• **Job**:
Starting at the top of the entries and stopping after the line that contains "68L165 67L149 75L147", arrange those lines as a numbered list. Skip blank lines and leave out the pictures.

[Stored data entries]

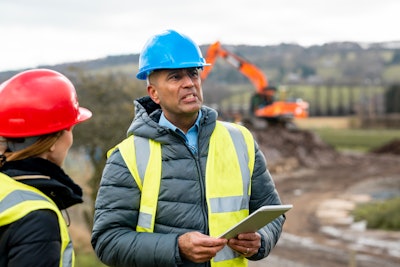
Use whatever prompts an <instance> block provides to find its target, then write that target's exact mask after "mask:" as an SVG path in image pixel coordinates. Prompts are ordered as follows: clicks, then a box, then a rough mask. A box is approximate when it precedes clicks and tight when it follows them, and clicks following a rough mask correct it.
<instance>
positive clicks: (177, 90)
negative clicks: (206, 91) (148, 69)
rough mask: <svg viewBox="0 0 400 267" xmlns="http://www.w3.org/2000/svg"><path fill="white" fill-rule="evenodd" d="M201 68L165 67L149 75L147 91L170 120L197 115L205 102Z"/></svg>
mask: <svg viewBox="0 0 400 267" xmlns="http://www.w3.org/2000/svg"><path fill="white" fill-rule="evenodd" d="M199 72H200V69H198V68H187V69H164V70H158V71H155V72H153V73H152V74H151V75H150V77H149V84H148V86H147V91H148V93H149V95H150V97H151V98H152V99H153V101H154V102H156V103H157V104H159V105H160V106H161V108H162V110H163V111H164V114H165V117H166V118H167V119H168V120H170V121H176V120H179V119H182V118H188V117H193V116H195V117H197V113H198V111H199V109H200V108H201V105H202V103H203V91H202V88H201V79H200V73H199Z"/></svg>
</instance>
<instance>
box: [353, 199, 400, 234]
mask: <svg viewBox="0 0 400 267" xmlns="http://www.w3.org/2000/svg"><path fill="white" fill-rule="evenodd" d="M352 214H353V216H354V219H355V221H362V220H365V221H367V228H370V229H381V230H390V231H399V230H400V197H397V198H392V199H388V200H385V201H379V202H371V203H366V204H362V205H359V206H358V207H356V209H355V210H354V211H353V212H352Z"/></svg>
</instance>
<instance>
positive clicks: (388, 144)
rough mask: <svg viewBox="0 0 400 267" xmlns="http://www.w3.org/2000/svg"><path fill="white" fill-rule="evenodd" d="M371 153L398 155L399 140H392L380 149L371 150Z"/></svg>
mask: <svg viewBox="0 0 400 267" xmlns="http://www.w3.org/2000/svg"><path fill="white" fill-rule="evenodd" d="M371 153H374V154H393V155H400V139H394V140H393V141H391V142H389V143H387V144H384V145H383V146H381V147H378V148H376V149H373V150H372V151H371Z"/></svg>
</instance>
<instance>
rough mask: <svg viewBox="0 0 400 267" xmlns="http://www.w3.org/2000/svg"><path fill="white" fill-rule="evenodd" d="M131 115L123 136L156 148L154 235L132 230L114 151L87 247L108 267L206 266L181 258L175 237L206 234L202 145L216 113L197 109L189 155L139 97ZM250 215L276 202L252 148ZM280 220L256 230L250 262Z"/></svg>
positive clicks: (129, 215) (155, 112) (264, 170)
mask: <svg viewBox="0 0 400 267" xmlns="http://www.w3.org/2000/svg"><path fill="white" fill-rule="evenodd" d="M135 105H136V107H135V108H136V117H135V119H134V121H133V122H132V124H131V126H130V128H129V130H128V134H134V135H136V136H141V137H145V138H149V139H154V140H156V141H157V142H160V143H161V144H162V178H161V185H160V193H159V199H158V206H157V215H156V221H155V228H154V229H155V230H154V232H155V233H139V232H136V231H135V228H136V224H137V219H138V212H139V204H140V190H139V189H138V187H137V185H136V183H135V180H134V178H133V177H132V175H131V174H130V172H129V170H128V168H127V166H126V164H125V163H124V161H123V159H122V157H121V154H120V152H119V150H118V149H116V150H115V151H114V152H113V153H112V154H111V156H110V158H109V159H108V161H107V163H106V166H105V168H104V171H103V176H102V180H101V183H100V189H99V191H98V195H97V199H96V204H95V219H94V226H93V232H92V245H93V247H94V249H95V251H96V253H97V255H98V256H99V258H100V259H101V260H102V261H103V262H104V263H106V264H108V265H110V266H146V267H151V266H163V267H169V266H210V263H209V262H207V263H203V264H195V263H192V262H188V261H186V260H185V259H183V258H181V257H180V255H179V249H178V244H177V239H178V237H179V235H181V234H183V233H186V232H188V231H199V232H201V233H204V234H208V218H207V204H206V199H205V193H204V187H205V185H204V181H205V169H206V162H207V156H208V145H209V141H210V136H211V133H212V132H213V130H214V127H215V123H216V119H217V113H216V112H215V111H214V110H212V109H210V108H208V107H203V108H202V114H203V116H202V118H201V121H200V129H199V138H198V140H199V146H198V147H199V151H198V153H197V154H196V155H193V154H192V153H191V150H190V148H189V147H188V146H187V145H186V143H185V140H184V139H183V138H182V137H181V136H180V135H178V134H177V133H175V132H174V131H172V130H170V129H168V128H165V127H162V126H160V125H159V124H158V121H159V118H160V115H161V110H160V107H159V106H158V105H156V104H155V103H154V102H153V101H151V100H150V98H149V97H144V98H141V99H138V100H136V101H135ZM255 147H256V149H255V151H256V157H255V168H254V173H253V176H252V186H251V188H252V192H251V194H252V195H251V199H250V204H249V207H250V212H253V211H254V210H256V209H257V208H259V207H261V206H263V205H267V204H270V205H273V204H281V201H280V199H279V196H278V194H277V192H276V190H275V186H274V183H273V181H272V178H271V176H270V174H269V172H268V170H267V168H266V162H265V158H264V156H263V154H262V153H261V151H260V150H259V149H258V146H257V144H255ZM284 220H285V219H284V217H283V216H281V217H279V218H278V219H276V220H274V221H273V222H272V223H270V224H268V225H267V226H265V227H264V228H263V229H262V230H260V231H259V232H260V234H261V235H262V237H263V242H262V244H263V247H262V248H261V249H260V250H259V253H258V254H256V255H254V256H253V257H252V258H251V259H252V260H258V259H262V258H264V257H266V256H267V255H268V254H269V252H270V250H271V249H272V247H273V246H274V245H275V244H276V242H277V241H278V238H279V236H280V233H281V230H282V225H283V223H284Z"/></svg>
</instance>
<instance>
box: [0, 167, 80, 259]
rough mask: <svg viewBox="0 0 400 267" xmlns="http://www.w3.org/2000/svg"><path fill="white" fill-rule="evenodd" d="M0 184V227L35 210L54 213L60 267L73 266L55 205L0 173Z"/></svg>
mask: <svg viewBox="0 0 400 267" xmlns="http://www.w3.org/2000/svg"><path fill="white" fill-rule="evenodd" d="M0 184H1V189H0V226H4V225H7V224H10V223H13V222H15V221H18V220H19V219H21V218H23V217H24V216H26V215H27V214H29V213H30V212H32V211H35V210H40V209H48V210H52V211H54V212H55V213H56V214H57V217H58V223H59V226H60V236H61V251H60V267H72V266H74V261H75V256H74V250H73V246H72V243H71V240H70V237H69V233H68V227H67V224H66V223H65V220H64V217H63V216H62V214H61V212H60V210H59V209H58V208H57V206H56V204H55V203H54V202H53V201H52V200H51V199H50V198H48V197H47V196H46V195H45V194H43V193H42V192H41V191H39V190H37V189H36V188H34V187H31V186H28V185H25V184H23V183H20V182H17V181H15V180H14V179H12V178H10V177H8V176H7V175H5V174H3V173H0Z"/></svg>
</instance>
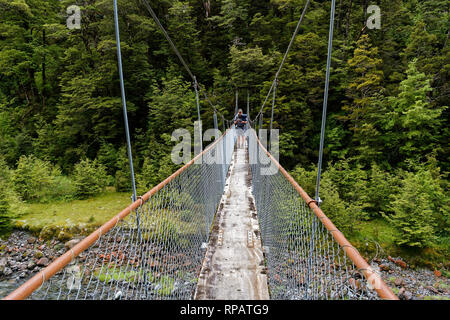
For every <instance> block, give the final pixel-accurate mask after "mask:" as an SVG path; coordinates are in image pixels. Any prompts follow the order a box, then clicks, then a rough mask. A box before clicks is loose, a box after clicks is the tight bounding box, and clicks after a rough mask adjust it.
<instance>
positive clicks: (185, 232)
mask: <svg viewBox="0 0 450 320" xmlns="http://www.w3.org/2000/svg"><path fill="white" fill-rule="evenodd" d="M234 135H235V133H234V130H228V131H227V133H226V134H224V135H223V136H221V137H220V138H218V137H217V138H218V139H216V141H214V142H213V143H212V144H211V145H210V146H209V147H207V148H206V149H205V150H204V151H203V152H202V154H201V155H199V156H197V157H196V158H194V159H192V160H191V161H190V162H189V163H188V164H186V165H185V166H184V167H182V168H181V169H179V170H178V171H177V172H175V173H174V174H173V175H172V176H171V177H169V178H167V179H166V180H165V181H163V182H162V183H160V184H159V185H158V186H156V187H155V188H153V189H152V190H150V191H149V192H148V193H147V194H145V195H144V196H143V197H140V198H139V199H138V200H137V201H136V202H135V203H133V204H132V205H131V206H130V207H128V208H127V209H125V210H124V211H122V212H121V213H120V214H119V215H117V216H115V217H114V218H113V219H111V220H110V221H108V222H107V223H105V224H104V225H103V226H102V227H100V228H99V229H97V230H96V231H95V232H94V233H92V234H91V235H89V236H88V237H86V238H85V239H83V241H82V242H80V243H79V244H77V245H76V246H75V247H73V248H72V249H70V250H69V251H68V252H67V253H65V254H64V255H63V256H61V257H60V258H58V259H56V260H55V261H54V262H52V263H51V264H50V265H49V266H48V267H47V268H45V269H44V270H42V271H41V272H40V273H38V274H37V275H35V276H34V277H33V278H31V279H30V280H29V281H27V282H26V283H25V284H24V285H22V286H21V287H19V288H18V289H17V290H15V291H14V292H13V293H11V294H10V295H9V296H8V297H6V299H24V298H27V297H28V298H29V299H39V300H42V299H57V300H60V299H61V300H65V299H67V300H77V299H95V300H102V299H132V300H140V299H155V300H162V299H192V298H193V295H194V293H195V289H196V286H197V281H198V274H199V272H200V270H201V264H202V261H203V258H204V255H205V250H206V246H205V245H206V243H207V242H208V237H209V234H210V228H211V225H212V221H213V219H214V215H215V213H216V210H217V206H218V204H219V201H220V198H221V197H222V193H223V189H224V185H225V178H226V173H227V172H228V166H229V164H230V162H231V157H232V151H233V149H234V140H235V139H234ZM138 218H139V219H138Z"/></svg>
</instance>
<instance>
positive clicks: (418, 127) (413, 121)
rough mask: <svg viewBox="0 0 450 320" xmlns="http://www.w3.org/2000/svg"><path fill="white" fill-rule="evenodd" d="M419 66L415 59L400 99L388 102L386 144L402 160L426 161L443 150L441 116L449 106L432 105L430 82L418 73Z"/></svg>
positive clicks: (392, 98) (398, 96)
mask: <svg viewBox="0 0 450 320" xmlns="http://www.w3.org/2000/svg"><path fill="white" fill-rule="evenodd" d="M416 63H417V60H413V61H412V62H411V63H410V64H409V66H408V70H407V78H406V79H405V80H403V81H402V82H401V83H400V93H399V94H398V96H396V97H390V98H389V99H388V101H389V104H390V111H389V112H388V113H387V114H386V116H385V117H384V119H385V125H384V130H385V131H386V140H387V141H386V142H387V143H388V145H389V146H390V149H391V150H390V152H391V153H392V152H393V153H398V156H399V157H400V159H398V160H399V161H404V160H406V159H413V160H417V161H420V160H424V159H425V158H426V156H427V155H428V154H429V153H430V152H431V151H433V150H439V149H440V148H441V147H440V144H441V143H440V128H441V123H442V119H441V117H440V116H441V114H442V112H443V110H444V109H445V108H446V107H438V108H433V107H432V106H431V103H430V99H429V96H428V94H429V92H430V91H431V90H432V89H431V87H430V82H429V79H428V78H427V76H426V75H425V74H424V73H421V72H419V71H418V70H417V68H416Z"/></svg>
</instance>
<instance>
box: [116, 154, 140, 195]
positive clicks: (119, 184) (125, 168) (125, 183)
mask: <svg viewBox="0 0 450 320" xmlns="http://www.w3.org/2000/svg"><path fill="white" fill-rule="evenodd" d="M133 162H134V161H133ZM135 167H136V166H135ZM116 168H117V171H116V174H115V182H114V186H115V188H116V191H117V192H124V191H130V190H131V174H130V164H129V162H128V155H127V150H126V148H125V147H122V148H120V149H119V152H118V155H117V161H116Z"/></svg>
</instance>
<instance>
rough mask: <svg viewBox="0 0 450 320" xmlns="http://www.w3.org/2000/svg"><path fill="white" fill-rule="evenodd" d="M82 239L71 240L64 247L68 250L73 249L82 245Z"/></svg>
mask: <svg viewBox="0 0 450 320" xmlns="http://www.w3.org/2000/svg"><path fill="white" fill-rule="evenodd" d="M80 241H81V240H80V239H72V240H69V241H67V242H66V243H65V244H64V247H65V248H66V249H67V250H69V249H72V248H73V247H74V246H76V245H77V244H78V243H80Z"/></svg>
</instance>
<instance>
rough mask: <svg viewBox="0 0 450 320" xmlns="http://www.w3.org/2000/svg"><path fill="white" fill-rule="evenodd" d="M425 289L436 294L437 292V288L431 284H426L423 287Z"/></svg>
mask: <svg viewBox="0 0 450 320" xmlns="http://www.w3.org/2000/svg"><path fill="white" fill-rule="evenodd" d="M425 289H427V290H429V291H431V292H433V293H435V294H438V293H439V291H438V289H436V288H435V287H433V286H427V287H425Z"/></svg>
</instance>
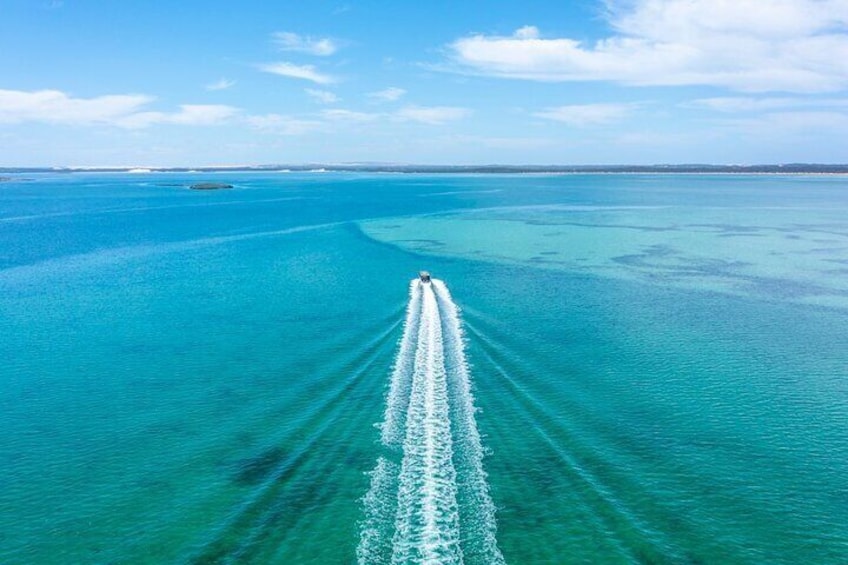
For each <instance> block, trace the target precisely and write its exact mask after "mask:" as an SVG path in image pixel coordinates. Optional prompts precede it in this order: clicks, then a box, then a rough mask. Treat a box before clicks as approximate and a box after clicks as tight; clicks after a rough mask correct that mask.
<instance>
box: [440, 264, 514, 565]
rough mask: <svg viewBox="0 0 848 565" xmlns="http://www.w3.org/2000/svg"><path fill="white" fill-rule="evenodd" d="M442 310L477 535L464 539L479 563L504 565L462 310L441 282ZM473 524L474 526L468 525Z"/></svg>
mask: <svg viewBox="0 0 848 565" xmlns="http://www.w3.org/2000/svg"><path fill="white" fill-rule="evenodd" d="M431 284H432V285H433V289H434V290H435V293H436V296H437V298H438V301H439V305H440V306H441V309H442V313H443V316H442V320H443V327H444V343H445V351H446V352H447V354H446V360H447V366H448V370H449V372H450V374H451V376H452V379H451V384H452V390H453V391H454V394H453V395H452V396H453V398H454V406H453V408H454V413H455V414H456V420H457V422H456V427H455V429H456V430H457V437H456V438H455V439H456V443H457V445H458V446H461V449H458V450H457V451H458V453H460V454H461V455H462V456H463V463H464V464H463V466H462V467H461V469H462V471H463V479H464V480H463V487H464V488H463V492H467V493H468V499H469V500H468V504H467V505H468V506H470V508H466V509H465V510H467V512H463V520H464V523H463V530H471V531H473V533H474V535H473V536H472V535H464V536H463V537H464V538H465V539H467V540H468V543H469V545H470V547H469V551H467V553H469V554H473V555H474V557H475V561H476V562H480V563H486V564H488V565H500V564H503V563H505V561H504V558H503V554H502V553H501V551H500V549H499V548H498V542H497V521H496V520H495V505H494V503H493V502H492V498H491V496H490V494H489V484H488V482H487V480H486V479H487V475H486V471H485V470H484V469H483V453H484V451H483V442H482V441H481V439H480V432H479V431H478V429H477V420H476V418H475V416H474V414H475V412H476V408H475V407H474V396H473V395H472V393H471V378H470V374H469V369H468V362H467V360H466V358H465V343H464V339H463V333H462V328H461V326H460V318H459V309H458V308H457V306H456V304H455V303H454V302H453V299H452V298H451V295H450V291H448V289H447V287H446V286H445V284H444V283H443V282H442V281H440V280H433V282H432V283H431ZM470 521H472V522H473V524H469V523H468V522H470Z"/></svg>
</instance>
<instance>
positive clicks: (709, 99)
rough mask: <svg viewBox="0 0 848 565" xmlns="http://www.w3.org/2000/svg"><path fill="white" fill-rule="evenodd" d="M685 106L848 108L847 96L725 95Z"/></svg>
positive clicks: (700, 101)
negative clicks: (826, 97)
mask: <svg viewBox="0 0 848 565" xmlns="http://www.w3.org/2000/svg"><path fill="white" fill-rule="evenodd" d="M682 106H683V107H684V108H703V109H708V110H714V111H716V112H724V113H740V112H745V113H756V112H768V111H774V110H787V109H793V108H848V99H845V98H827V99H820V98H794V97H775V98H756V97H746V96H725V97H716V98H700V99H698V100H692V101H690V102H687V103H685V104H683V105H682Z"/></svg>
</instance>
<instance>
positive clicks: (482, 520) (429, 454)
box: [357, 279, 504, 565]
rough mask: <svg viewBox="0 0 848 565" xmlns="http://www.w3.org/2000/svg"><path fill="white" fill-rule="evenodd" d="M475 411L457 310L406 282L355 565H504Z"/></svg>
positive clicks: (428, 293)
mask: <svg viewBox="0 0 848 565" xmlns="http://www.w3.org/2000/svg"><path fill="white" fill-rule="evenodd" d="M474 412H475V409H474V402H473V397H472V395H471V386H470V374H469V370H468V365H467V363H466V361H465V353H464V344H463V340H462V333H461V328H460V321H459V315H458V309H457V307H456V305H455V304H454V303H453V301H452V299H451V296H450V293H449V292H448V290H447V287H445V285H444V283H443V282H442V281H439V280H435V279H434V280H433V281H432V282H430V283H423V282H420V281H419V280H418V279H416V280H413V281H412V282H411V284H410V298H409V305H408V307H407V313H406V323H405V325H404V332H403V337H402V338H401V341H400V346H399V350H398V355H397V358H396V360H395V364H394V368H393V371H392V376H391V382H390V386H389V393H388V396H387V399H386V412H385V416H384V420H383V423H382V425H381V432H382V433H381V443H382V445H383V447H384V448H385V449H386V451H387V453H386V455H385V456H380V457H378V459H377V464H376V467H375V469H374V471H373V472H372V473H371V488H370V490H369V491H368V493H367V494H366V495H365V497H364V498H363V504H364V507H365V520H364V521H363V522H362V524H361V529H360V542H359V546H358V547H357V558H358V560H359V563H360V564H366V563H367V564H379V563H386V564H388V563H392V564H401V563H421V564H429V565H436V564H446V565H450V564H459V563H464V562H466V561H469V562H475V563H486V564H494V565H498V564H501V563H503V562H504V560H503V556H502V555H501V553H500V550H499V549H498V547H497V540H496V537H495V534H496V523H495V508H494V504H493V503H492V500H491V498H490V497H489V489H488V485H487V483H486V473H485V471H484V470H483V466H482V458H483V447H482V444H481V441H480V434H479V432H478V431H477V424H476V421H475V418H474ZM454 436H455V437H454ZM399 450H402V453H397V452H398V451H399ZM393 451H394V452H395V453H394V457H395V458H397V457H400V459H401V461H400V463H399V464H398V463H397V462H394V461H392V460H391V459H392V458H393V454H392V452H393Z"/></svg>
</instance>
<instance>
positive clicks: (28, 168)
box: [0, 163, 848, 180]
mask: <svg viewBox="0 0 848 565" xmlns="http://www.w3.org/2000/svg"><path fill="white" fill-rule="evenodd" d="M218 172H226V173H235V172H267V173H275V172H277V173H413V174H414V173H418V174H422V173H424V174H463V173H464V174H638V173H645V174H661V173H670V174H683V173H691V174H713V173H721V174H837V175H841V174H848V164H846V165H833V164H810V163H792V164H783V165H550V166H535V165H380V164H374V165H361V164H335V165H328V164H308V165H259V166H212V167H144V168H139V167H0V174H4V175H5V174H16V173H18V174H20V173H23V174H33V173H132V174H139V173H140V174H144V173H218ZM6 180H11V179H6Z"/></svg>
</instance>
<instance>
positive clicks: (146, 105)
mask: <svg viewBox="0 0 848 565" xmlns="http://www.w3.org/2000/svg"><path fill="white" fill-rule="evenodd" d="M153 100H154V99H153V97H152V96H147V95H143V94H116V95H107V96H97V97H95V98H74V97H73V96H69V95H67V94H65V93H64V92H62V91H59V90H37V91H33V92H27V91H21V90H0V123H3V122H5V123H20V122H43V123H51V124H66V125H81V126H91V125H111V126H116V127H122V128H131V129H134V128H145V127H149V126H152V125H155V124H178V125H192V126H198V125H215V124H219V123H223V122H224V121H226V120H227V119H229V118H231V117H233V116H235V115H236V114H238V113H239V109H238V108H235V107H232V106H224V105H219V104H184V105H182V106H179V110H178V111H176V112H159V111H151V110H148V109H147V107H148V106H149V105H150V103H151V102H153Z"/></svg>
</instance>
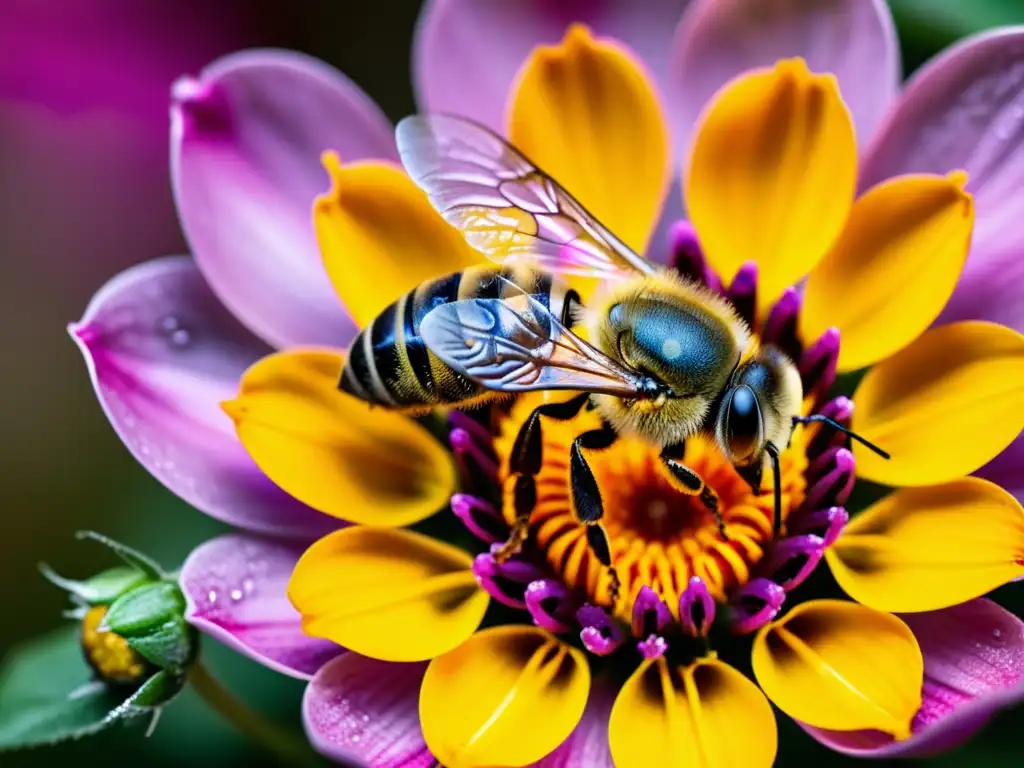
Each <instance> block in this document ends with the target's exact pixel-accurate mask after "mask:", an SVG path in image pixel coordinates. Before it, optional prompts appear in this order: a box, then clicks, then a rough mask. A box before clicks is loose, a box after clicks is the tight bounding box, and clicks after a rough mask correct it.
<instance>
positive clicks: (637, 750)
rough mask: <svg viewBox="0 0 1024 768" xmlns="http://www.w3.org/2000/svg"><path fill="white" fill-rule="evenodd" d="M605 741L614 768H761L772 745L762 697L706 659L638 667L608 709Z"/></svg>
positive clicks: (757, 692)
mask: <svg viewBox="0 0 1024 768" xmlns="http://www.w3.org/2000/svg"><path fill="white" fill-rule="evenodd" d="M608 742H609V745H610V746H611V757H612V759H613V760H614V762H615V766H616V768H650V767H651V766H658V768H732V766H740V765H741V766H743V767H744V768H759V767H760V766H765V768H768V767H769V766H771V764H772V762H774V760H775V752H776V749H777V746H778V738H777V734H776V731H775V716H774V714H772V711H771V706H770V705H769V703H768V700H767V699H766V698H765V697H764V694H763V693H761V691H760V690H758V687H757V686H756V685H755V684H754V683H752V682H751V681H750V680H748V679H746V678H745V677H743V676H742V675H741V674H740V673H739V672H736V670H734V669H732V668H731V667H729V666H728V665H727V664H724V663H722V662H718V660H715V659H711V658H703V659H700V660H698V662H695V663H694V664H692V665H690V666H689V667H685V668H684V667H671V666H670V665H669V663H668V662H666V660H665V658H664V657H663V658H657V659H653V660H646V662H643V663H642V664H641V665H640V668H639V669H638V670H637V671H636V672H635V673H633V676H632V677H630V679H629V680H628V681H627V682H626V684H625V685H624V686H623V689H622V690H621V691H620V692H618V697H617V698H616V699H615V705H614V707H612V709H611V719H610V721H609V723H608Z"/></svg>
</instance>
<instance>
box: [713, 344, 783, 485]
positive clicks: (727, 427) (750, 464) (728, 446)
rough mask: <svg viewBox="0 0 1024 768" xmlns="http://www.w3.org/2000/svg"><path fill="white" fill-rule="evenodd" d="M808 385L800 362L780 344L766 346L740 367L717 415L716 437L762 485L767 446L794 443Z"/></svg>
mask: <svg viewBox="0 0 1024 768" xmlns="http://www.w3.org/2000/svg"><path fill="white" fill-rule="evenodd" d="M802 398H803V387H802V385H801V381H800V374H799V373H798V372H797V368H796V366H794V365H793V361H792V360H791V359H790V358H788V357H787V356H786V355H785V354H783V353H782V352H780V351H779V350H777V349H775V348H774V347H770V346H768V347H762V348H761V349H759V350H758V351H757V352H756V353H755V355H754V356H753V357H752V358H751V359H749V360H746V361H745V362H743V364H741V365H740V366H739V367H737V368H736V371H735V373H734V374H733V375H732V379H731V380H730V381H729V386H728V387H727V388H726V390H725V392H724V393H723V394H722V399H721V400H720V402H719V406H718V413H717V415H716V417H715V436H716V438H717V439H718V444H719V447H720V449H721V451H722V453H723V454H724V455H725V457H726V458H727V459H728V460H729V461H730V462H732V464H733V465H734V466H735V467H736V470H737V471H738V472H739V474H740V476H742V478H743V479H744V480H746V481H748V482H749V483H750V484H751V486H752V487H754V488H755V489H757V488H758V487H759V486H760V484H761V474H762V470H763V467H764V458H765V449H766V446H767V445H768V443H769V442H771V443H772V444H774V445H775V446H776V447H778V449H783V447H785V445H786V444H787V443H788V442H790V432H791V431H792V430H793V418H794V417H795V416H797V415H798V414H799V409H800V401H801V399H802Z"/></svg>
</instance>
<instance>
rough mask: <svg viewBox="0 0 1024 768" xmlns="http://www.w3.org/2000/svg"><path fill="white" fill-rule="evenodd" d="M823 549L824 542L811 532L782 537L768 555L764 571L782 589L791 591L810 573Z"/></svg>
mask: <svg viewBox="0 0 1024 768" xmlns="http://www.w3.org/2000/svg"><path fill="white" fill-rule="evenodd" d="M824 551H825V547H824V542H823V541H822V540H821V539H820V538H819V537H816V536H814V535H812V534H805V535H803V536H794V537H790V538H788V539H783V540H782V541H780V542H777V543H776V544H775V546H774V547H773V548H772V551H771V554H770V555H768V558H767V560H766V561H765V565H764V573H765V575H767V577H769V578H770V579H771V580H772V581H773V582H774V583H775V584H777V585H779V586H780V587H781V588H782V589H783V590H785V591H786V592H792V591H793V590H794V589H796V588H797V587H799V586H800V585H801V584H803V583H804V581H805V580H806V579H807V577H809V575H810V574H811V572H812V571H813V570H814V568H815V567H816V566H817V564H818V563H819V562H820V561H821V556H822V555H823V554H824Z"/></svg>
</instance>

• **Task result**:
1. Use whatever prompts an <instance> block provides to find its target, then write that target's exact mask after "mask:" as an SVG path in image pixel coordinates. Prompts are ordered as follows: clicks, then a box, then a rough mask. A box is approximate when it precedes clicks and tight when it follows them, and clicks following a rough mask correct it.
2. <instance>
3. positive clicks: (177, 90)
4. negative clicks: (206, 91) (148, 69)
5. rough mask: <svg viewBox="0 0 400 267" xmlns="http://www.w3.org/2000/svg"><path fill="white" fill-rule="evenodd" d="M201 68L165 67L149 75L147 91L170 120L197 115L205 102Z"/></svg>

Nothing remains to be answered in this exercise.